**TEXT**
NONPRECEDENTIAL DISPOSITION
To be cited only in accordance with Fed. R. App. P. 32.1
United States Court of Appeals
For the Seventh Circuit
Chicago, Illinois 60604
Submitted June 18, 2021*
Decided June 21, 2021
Before
DIANE S. SYKES, Chief Judge
DAVID F. HAMILTON, Circuit Judge
AMY J. ST. EVE, Circuit Judge
No. 20-2773
UNITED STATES OF AMERICA, Appeal from the United States District
Plaintiff-Appellee, Court for the Southern District of Indiana,
Indianapolis Division.
v. No. 1:11-cr-00193-TWP-KPF
MICHAEL D. FAUCETT, Tanya Walton Pratt,
Defendant-Appellant. Chief Judge.
ORDER
Michael Faucett, a federal inmate suffering from asthma and other health
conditions, sought compassionate release based on his risk of complications if he
contracted COVID-19. The district court acknowledged the severity of Faucett’s
conditions but denied the request based on the sentencing factors under 18 U.S.C.

**THE TASK**
According to the court order, on what basis did Michael Faucett seek compassionate release? The listing comes from a separate source and has no connection to the court order.

**SUPPLIED INFORMATION**

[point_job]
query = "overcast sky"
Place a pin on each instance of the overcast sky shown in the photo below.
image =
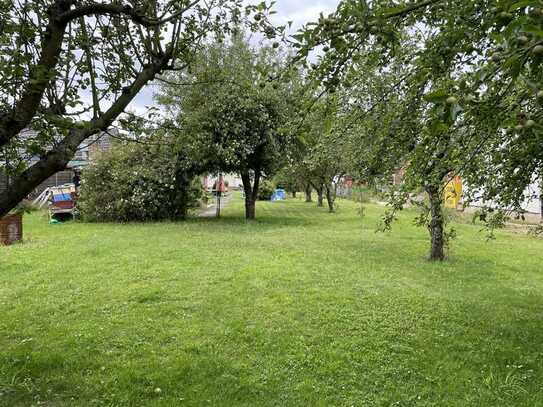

**COMPLETED TASK**
He sought it based on his risk of complications if he contracted COVID-19.